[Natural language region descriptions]
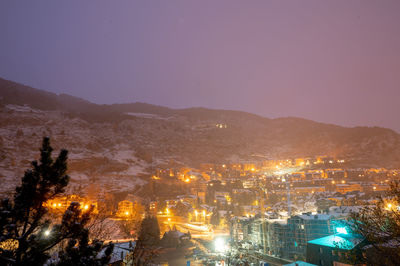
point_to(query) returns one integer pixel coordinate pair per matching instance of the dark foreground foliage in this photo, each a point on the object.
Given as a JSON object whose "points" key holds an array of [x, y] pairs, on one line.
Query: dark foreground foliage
{"points": [[28, 238]]}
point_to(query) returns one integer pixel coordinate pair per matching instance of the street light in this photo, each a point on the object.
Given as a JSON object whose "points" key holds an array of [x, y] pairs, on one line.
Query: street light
{"points": [[220, 245]]}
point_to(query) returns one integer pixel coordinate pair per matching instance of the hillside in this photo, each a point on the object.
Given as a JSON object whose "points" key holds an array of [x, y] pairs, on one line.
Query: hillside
{"points": [[126, 139]]}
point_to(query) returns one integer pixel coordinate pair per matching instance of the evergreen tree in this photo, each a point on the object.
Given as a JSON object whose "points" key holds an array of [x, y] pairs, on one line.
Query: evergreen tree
{"points": [[379, 225], [23, 219], [149, 234]]}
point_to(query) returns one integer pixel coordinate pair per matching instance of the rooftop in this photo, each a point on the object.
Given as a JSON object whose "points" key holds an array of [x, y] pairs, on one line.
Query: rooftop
{"points": [[341, 241]]}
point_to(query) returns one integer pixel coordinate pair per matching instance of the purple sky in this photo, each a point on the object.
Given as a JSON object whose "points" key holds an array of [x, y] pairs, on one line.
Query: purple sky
{"points": [[329, 61]]}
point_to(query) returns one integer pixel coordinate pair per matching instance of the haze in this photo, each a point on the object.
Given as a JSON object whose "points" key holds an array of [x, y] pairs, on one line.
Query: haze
{"points": [[330, 61]]}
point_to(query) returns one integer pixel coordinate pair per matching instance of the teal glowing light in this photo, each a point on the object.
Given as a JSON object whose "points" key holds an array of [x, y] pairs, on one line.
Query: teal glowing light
{"points": [[341, 230]]}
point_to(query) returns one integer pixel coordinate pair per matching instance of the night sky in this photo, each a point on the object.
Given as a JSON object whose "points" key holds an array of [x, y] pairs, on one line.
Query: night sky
{"points": [[330, 61]]}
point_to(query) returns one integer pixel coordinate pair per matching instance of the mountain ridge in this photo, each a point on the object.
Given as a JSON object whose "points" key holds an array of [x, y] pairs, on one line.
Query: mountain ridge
{"points": [[195, 135]]}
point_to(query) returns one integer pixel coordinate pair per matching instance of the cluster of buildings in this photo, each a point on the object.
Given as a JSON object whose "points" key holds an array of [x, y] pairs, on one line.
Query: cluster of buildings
{"points": [[283, 208]]}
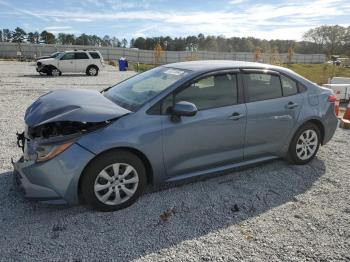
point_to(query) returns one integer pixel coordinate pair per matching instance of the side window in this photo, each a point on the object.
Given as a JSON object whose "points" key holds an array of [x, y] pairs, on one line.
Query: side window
{"points": [[94, 55], [262, 86], [289, 86], [209, 92], [68, 56], [81, 55]]}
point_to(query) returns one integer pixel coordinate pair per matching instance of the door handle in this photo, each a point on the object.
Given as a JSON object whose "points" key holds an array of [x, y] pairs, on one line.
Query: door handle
{"points": [[291, 105], [236, 116]]}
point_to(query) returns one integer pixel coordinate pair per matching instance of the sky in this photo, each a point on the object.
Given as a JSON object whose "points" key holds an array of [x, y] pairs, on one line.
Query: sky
{"points": [[269, 19]]}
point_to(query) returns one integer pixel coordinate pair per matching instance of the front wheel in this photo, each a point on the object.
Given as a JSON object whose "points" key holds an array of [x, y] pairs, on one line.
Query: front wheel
{"points": [[305, 144], [54, 72], [113, 181]]}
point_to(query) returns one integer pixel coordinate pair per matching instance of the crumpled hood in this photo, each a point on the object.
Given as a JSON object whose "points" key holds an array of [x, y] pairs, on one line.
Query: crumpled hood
{"points": [[72, 105], [46, 60]]}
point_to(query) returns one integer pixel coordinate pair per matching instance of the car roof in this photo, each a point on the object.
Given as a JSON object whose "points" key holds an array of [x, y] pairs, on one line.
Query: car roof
{"points": [[80, 50], [209, 65]]}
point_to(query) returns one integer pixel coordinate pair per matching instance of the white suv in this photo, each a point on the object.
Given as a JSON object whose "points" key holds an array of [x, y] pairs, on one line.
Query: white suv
{"points": [[77, 61]]}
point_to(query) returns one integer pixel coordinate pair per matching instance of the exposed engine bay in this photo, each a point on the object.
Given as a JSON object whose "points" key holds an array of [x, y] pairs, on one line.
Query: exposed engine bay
{"points": [[63, 128]]}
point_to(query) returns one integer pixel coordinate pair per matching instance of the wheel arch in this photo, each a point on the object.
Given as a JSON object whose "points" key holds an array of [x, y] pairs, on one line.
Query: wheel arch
{"points": [[92, 65], [316, 122], [138, 153]]}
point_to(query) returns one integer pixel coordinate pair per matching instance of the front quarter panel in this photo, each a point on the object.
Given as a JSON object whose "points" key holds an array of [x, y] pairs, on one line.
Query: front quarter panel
{"points": [[137, 131]]}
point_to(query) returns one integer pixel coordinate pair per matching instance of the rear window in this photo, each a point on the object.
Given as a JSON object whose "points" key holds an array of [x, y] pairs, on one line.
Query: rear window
{"points": [[289, 86], [81, 55], [262, 86], [94, 55]]}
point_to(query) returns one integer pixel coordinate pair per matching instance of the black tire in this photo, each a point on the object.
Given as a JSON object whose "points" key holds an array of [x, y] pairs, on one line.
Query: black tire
{"points": [[52, 72], [293, 155], [92, 171], [92, 70]]}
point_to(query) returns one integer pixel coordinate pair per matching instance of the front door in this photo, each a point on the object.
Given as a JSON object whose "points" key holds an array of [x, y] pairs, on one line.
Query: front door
{"points": [[214, 136]]}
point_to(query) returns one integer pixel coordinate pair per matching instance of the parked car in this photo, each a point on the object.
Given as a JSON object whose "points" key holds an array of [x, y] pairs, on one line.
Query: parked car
{"points": [[53, 55], [77, 61], [167, 124]]}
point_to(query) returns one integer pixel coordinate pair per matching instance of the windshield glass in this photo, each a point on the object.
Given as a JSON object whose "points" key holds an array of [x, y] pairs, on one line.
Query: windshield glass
{"points": [[135, 91], [53, 55]]}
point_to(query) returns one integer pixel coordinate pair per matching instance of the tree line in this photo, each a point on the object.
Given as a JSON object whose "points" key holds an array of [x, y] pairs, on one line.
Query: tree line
{"points": [[324, 39], [20, 36]]}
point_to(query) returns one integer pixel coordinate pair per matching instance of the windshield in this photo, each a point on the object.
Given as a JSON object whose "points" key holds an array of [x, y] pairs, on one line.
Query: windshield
{"points": [[56, 54], [135, 91]]}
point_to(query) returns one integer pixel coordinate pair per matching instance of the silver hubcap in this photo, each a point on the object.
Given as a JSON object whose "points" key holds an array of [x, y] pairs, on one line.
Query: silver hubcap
{"points": [[116, 184], [92, 71], [55, 72], [307, 144]]}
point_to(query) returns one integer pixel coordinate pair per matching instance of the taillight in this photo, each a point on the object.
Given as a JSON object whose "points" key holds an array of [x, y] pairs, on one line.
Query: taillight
{"points": [[332, 98]]}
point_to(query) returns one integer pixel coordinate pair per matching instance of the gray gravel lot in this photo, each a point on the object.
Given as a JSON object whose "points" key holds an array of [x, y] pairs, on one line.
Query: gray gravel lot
{"points": [[272, 212]]}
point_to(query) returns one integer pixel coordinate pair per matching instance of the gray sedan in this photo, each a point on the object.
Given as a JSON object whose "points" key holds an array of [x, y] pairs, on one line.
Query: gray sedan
{"points": [[170, 123]]}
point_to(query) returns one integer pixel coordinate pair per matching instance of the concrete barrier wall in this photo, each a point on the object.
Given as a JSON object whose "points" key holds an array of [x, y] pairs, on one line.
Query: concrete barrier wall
{"points": [[10, 50]]}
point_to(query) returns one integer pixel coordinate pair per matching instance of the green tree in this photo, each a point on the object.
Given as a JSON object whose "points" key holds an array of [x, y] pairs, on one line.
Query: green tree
{"points": [[31, 38], [6, 35], [124, 43], [18, 35]]}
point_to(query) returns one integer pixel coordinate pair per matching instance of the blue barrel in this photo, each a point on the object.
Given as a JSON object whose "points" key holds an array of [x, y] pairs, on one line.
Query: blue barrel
{"points": [[123, 64]]}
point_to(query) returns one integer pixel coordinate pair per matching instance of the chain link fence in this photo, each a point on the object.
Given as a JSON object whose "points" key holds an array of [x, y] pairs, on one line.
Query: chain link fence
{"points": [[32, 51]]}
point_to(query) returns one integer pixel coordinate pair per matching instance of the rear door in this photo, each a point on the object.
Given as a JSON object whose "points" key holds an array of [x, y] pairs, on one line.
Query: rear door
{"points": [[82, 62], [214, 136], [273, 106], [67, 63]]}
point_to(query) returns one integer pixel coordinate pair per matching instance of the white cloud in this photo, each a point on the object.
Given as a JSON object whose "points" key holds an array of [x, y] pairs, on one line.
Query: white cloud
{"points": [[286, 20], [236, 2]]}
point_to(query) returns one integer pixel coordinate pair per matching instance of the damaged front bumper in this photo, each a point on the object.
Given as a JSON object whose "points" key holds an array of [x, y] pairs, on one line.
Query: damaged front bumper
{"points": [[54, 179]]}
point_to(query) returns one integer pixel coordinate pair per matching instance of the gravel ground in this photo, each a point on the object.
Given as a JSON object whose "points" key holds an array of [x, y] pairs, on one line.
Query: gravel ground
{"points": [[272, 212]]}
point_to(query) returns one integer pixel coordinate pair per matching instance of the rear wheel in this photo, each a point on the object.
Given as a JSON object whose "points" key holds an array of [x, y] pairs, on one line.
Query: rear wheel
{"points": [[54, 72], [305, 144], [92, 71], [113, 181]]}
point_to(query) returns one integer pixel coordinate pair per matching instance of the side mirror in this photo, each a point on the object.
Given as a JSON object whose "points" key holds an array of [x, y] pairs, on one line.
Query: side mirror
{"points": [[184, 108]]}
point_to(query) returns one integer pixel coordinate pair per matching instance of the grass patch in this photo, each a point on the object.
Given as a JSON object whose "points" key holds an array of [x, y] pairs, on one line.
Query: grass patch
{"points": [[319, 73]]}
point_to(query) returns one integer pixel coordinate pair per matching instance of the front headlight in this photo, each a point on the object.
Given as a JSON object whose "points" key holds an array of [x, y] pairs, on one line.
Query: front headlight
{"points": [[47, 152]]}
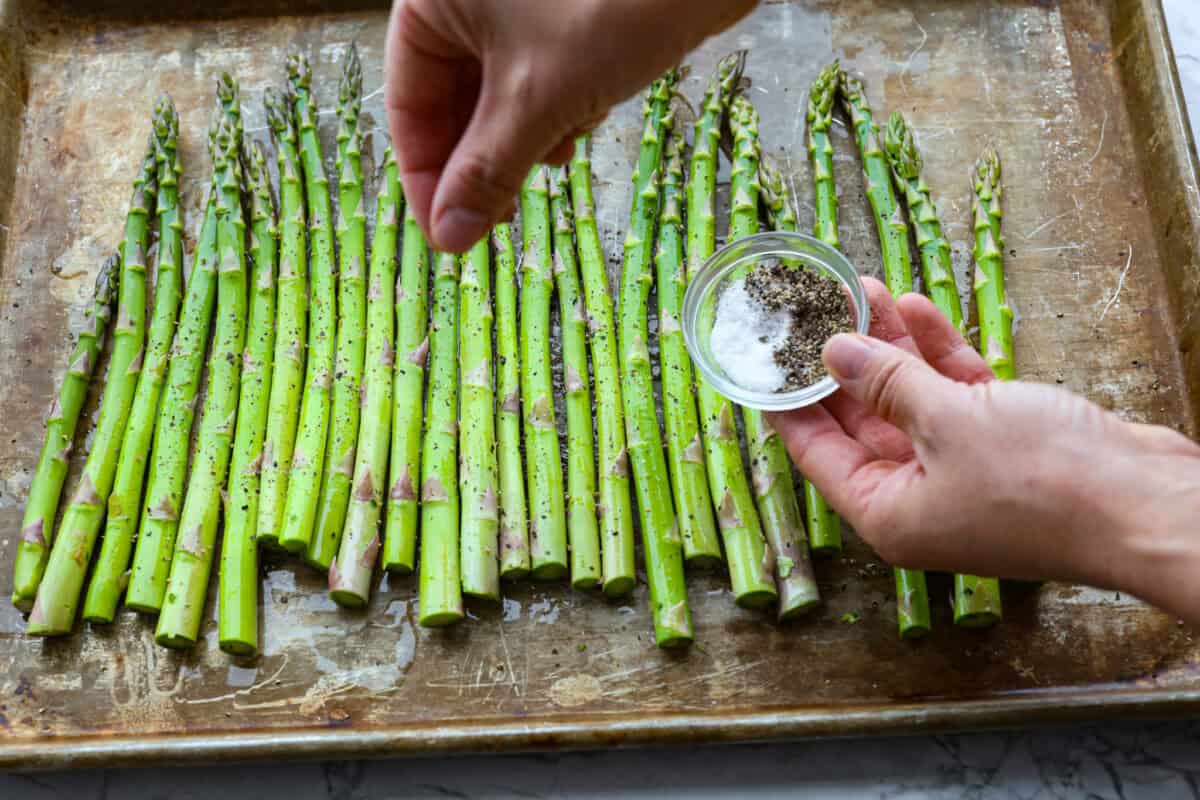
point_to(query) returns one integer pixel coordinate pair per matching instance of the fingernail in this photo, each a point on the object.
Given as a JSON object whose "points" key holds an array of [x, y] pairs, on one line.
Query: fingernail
{"points": [[457, 229], [846, 355]]}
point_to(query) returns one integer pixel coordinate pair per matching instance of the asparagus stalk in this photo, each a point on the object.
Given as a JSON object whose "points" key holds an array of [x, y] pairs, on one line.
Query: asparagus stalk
{"points": [[238, 587], [514, 517], [109, 576], [412, 349], [935, 251], [547, 523], [795, 579], [58, 595], [349, 576], [825, 527], [179, 623], [168, 458], [477, 433], [912, 596], [736, 513], [581, 476], [753, 569], [309, 455], [616, 510], [689, 479], [439, 583], [352, 301], [888, 215], [977, 601], [289, 325], [660, 535], [37, 524]]}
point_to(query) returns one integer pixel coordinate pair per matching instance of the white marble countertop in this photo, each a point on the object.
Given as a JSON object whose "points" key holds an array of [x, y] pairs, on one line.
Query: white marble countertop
{"points": [[1115, 761]]}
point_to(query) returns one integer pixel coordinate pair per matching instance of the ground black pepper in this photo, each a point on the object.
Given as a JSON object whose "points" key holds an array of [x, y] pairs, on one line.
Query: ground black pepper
{"points": [[819, 307]]}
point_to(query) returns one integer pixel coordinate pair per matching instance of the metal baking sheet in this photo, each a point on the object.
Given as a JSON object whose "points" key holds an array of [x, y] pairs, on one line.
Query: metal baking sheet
{"points": [[1103, 226]]}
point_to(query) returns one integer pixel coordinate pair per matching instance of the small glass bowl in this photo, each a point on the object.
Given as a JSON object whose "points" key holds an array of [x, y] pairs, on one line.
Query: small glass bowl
{"points": [[733, 262]]}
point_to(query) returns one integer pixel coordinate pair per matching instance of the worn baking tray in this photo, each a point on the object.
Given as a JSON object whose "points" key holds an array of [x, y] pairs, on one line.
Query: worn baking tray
{"points": [[1103, 222]]}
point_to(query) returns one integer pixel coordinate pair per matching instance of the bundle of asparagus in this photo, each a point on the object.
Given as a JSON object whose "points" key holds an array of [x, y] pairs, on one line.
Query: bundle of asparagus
{"points": [[37, 524], [912, 596], [976, 600], [58, 594], [179, 621]]}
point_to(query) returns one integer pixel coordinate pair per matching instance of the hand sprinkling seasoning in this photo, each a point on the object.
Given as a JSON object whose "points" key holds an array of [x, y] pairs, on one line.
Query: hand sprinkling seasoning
{"points": [[772, 325]]}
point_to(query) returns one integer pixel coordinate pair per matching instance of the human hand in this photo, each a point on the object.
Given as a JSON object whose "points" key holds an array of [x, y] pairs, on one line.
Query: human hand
{"points": [[480, 90], [940, 467]]}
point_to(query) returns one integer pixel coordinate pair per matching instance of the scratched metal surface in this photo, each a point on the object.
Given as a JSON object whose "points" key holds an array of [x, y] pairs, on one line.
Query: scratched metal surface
{"points": [[1103, 238]]}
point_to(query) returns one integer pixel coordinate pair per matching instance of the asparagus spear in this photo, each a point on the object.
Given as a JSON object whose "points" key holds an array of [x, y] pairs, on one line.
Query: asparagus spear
{"points": [[109, 576], [736, 511], [168, 458], [179, 623], [289, 325], [912, 596], [37, 524], [309, 455], [349, 576], [888, 216], [689, 479], [58, 595], [352, 300], [995, 313], [583, 535], [514, 518], [825, 527], [660, 535], [616, 509], [477, 433], [412, 349], [753, 569], [547, 523], [935, 250], [238, 587], [977, 601], [441, 594], [793, 567]]}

→ **WHAT IS EXPECTED**: Begin with the first line of the records and repeat every line up to the one with "of the rooftop", counting that line too. Pictures are not part of the copy.

→ **REPLY TO THE TASK**:
point_to(query) returns one integer pixel coordinate pair per matching instance of the dark foreground foliage in this photo, each a point on the object.
Given as a JSON object whose "points" key holds an array of [x, y] pairs, on one line.
Query: dark foreground foliage
{"points": [[28, 238]]}
point_to(query) returns one integer pixel coordinate pair per matching instance of the street light in this photo, each a point on the object.
Given as a JSON object whose "points" key holds an array of [x, y] pairs, on one line.
Query: street light
{"points": [[220, 245]]}
point_to(query) returns one integer pixel coordinate pair per matching instance of the hillside in this photo, each a point on the object.
Given as a JSON object whose "points" key holds an array of [x, y] pairs, on one line.
Query: hillside
{"points": [[126, 139]]}
point_to(query) returns one integer pixel coordinate pair per matching instance of the evergreen tree in this photo, each a point on the object.
Given as a JSON object whose "points" key holds an array of [x, y] pairs, on one line.
Query: evergreen tree
{"points": [[379, 225], [23, 219], [149, 234]]}
point_to(query) returns one integer pixel coordinate pair per matching instance of the rooftop in this photo, each a point on the object.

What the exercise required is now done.